### Requirements
Look below for the line containing "# test: identify the forest". Output it and each remaining line of the entries exactly, and nothing else.

======== Given information ========

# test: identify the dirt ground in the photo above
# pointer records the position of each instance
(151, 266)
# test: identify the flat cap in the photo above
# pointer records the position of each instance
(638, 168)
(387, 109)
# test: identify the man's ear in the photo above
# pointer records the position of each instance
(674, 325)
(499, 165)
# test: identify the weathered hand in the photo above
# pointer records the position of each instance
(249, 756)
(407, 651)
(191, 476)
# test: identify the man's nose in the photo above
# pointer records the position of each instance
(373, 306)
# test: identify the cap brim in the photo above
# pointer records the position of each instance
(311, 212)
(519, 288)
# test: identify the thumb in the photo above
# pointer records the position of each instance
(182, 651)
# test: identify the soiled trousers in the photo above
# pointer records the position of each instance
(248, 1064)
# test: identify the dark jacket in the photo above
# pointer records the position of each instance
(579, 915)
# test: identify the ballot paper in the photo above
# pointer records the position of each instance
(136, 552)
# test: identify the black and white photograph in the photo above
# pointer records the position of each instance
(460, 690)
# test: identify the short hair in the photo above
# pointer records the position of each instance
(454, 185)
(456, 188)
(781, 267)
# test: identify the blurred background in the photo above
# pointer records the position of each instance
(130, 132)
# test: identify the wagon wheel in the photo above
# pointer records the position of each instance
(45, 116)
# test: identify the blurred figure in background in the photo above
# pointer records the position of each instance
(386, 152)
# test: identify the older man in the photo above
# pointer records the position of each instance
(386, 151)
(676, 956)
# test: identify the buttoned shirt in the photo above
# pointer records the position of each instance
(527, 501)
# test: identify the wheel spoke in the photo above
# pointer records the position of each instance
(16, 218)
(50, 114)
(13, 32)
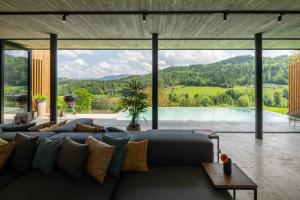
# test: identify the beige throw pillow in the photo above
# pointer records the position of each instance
(99, 158)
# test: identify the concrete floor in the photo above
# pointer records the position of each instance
(273, 163)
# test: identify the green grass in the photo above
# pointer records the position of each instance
(276, 109)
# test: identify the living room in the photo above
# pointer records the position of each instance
(149, 100)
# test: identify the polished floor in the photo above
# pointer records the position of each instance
(273, 163)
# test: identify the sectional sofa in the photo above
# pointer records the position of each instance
(175, 172)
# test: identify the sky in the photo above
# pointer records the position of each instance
(99, 63)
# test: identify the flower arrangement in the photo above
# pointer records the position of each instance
(226, 163)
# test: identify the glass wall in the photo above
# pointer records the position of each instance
(275, 91)
(91, 82)
(16, 85)
(206, 89)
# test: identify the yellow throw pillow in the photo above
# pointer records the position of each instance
(136, 156)
(99, 158)
(5, 150)
(85, 128)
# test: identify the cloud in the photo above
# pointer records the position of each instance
(73, 64)
(74, 53)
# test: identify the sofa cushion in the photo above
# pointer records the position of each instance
(9, 136)
(85, 128)
(13, 128)
(23, 152)
(57, 185)
(177, 149)
(70, 126)
(5, 150)
(45, 155)
(72, 156)
(161, 183)
(99, 158)
(7, 176)
(78, 137)
(136, 156)
(118, 155)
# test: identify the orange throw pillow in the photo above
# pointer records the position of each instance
(136, 156)
(85, 128)
(99, 158)
(5, 150)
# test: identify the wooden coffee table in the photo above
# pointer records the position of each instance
(237, 181)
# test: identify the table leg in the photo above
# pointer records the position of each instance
(255, 194)
(218, 150)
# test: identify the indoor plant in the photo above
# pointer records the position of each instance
(134, 100)
(41, 104)
(226, 164)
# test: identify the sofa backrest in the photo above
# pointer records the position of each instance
(177, 149)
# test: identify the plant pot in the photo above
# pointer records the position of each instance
(136, 128)
(227, 167)
(41, 108)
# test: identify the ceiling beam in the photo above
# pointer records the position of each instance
(179, 12)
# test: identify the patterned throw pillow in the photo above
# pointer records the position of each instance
(41, 126)
(136, 156)
(23, 153)
(72, 156)
(99, 158)
(45, 155)
(119, 152)
(5, 150)
(85, 128)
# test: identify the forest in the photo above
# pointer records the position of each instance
(227, 83)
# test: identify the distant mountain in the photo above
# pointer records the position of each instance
(114, 77)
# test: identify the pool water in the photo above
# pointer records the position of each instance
(209, 114)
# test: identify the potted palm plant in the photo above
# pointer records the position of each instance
(134, 100)
(41, 105)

========

### Exercise solution
# test: identify the forest in the photo above
# pointer records the position of each instance
(227, 83)
# test: identify the distant mountain in the photo above
# pointer records the position of each instance
(114, 77)
# test: identify the pool water in the photo above
# pointer records the position of each instance
(209, 114)
# test: identify the potted palm plant in the photo above
# pointer records the position of each instance
(134, 100)
(41, 105)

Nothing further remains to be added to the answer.